It’s the day many advisors have been anticipating for a while: On July 15, a new era of disclosure is coming to Canada’s financial services industry.

As part of the next phase of regulatory initiatives – some new rules were introduced in 2014 and 2015, but the biggest changes are coming this year – Canada’s securities regulators are set to implement new reporting known as the Client Relationship Model - Phase 2, or CRM2.

The new set of rules will require dealers and advisors to provide investors with a full and meaningful disclosure of fees and commissions and more information on how their investments are performing. These changes are meant to empower Canadian investors and buttress their faith in the country’s financial services industry.

Once implemented, investment brokers and dealers will be required to provide two additional documents. One is the individualized annual investment performance report that shows money deposited into and withdrawn from the client’s account. It will also provide a fund’s percentage return over various periods, including since the time the client started to invest. The other new report will show the dollar value of charges and other compensation the dealer or advisor was paid for on the products and services provided throughout the year.

It could be a full-year before the impact of the first CRM2-comliant statement can be measured, but Debra Foubert, director, compliance and registrant regulation, Ontario Securities Commission (OSC), says she has realistic expectations for the new rules.

“While it won't make investors instant experts, CRM2 will play an important role in increasing investors' understanding of their portfolios, their progress towards their investment goals and the factors that influence those outcomes,” she says. “More informed investors will achieve better overall results.”

The OSC, she adds, is working with the investment industry to ensure the new reports will be delivered on schedule. Since the new rules comes into effect in July, and dealers have a year to start sending these reports, most clients will start getting 2016 details in 2017.

WRITTEN INSTRUCTION A
In the CRM2 passage, what does CRM2 stand for?
WRITTEN INSTRUCTION B
Retype the CRM2 passage from "Once implemented, investment" up to and including "the new rules.".
WRITTEN INSTRUCTION C
Extend the CRM2 passage with new text that picks up after its final sentence.

(Data extracted from a collection)
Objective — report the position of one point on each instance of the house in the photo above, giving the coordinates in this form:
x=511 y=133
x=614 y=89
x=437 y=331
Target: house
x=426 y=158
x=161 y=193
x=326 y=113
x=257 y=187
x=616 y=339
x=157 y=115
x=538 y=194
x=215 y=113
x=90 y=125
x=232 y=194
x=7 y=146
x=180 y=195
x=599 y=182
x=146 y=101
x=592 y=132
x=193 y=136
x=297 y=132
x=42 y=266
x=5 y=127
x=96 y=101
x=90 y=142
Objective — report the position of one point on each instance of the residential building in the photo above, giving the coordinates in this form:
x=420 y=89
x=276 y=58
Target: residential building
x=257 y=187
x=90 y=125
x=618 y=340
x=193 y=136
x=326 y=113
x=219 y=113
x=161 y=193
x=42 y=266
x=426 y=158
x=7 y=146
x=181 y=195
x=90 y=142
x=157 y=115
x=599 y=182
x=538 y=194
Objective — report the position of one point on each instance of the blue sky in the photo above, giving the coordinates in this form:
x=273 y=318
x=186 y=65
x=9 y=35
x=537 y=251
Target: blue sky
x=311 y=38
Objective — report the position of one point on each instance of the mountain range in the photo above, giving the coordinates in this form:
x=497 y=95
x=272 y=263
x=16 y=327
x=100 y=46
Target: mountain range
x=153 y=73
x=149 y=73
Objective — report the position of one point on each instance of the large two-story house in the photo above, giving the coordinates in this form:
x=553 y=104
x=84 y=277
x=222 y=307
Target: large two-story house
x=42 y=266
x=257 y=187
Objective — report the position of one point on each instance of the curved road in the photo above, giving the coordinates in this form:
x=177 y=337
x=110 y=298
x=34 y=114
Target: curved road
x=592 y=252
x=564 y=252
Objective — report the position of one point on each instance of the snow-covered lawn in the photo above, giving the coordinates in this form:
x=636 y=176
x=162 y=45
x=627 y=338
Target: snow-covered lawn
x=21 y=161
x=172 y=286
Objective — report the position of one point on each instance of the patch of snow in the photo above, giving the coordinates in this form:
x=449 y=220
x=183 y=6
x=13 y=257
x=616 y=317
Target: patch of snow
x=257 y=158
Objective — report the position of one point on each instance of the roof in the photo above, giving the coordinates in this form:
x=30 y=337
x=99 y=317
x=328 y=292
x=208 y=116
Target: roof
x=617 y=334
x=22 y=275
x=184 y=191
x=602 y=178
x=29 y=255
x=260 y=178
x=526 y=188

REPLY A
Client Relationship Model - Phase 2

REPLY B
Once implemented, investment brokers and dealers will be required to provide two additional documents. One is the individualized annual investment performance report that shows money deposited into and withdrawn from the client’s account. It will also provide a fund’s percentage return over various periods, including since the time the client started to invest. The other new report will show the dollar value of charges and other compensation the dealer or advisor was paid for on the products and services provided throughout the year.

It could be a full-year before the impact of the first CRM2-comliant statement can be measured, but Debra Foubert, director, compliance and registrant regulation, Ontario Securities Commission (OSC), says she has realistic expectations for the new rules.

REPLY C
Fee disclosure has long been a contentious issue in an industry increasingly under pressure to do a better job of demonstrating the value of advice provided to investors.

“It would appear some advisors were not properly disclosing how, and how much, they were getting paid, and clients did not know if they were making or losing money,” says Clay Gillespie, a financial advisor at Rogers Group Financial, in Vancouver, B.C.

That said, the investment advisor community appears generally on board with the required changes. Cory Papineau, a Winnipeg-based financial advisor says he has been detailing an approximate dollar cost for his clients for the last couple of years.

“Being out in front is the best strategy that we can have,” he says. “Anything that makes a client more engaged in their financial well being is a big positive for me as their advisor because I truly believe that their knowledge helps me improve my ability to provide them with the best advice for their situation.”

If the changes are incorporated as part of the Know Your Client (KYC) and sales processes, their integration becomes seamless, adds Mr. Papineau.

Mr. Gillespie recommends advisors take a proactive approach to disclosure rules.

“If they are smart, they are letting clients know the new reporting is coming and they’re spending time clarifying their service offerings so clients know what they are paying for,” he says.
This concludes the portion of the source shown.